*Work to complete*.
In full and exactly, reproduce the entries below, but omit the pictures.

*Provided material*.
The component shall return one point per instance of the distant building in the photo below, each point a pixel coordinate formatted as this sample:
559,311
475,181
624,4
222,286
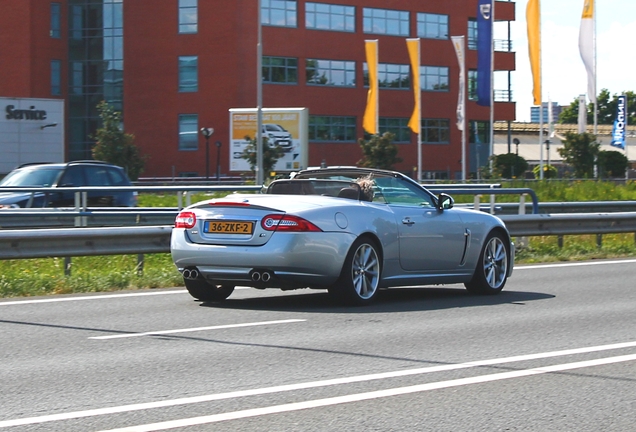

*Response for this exercise*.
The component shall return one point per instance of the distant building in the photo below, each point a pixel coordinate formatted as this sample:
559,311
475,181
624,4
222,286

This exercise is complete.